** start of Text excerpt **

Latin Hypercube Sampling (LHS)#

To prevent clustering or undersampling of specific regions in the probability space, LHS is a simple alternative to enhance the space-filling properties of the sampling scheme first established by McKay et al. (2000).

To draw \(n\) independent samples from a number of \(d\)-dimensional parameters a matrix \(\Pi\) is constructed with

\[\pi_{ij} = \frac{p_{ij} - u}{n}\]

where \(P\) is a \(d \times n\) matrix of randomly perturbed integers \(p_{ij} \in \mathbb{N}, {1,...,n}\) and u is uniform random number \(u \in [0,1]\).

LHS Designs can further be improved upon, since the pseudo-random sampling procedure can lead to samples with high spurious correlation and the space filling capability in itself leaves room for improvement, some optimization criteria have been found to be adequate for compensating the initial designs shortcomings.

Optimization Criteria of LHS designs#

Spearman Rank Correlation#

For a sample size of \(n\) the scores of each variable are converted to their Ranks \(rg_{X_i}\) the Spearman Rank Correlation Coefficient is then the Pearson Correlation Coefficient applied to the rank variables \(rg_{X_i}\):

\[r_s = \rho_{rg_{X_i}, rg_{X_j}} = \frac{cov(rg_{X_i}, rg_{X_j})}{\sigma_{rg_{X_i}} \sigma_{rg_{X_i}}}\]

where \(\rho\) is the pearson correlation coefficient, \(\sigma\) is the standard deviation and \(cov\) is the covariance of the rank variables.

** end of Text excerpt **

=== Stated problem 1 ===
According to the Latin Hypercube Sampling text, what is the Spearman Rank Correlation Coefficient?
=== Stated problem 2 ===
From the Latin Hypercube Sampling text, reproduce the passage from the words "Latin Hypercube Sampling" up to and including the words "et al. (2000).".

** start of Listed entries **

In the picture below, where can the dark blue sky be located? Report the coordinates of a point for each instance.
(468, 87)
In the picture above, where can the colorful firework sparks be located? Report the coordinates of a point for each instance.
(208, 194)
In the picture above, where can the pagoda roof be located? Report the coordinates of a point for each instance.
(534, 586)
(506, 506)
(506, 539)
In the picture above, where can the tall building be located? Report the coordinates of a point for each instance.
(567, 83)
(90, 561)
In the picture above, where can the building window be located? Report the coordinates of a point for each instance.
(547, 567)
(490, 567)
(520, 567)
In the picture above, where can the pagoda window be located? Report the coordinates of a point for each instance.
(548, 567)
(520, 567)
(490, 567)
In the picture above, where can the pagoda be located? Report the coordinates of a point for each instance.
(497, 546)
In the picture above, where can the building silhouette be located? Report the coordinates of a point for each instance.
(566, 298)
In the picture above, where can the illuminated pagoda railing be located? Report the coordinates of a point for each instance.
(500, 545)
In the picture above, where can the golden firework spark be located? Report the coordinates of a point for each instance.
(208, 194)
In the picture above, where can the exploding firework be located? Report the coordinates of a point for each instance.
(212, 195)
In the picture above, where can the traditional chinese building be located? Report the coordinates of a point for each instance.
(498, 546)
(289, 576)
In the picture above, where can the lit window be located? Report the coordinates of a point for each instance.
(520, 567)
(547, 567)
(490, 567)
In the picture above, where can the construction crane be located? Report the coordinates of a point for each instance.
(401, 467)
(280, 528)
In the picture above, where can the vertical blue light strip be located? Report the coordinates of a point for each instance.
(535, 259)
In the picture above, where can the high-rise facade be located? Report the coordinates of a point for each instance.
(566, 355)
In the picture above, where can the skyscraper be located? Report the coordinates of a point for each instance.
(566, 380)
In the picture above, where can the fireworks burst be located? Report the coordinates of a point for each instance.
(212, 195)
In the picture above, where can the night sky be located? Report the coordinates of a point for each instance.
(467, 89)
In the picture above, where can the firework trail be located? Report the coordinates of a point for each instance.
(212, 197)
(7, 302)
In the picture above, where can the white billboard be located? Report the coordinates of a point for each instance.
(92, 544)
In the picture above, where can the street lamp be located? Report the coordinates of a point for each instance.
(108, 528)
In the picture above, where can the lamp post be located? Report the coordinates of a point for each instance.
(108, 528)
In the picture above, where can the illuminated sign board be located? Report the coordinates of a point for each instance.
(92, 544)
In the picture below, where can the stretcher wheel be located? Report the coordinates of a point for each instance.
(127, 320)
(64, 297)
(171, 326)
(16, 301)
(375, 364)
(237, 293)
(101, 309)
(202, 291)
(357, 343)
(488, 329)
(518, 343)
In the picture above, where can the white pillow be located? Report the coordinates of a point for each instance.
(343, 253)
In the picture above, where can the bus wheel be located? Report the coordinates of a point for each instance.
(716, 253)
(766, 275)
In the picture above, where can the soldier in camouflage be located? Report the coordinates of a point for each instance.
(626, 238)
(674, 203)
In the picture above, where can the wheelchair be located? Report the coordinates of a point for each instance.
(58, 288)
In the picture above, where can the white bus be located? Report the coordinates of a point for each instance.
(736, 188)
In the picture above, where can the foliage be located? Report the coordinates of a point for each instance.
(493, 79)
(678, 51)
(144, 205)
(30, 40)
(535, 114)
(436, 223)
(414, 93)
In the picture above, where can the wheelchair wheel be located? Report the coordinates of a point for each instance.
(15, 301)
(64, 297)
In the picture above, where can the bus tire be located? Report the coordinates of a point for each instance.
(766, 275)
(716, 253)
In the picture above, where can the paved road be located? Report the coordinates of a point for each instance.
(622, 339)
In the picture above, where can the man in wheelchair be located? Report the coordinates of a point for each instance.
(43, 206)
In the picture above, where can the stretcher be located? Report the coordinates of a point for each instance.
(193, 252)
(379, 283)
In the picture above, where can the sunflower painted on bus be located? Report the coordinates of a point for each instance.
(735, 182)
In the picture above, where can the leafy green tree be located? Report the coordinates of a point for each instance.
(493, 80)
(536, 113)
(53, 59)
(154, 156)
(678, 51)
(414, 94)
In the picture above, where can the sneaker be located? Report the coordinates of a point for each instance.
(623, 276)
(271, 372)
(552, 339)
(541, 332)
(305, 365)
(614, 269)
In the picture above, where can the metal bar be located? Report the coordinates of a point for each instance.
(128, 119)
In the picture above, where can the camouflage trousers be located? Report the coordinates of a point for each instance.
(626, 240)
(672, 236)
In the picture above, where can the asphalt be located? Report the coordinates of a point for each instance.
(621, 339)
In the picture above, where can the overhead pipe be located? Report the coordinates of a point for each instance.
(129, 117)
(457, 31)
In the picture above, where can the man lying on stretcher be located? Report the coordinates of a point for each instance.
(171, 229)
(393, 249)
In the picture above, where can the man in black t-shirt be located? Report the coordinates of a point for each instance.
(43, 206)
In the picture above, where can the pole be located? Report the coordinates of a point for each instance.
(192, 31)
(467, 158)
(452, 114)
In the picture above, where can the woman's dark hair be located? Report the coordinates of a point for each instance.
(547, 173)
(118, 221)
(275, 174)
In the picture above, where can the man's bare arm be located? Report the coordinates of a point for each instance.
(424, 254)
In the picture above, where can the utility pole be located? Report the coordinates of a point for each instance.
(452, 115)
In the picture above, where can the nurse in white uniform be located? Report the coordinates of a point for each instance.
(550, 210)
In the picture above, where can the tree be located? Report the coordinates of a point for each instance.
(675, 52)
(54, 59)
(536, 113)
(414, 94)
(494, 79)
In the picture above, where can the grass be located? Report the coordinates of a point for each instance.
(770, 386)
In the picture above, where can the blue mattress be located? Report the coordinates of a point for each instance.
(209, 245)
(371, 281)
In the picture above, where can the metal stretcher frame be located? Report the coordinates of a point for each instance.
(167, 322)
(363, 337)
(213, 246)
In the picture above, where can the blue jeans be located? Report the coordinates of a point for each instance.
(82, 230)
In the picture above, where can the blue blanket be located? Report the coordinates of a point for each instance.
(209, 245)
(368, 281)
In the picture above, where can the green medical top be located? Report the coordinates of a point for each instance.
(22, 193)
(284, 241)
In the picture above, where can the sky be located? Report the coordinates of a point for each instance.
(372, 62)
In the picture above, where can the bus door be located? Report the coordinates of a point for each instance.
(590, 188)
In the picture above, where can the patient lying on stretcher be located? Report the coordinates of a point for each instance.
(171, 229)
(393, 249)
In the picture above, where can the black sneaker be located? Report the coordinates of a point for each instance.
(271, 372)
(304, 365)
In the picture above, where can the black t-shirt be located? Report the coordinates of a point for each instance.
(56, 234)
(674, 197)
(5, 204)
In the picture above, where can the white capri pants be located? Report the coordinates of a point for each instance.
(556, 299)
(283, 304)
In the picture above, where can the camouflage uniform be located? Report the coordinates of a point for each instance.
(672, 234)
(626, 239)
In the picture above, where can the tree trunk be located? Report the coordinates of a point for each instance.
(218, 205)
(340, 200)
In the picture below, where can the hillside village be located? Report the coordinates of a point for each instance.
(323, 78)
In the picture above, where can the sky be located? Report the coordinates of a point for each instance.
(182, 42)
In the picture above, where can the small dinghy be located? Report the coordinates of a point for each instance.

** end of Listed entries **

=== Full response 1 ===
It is the Pearson Correlation Coefficient applied to the rank variables.

=== Full response 2 ===
Latin Hypercube Sampling (LHS)#

To prevent clustering or undersampling of specific regions in the probability space, LHS is a simple alternative to enhance the space-filling properties of the sampling scheme first established by McKay et al. (2000).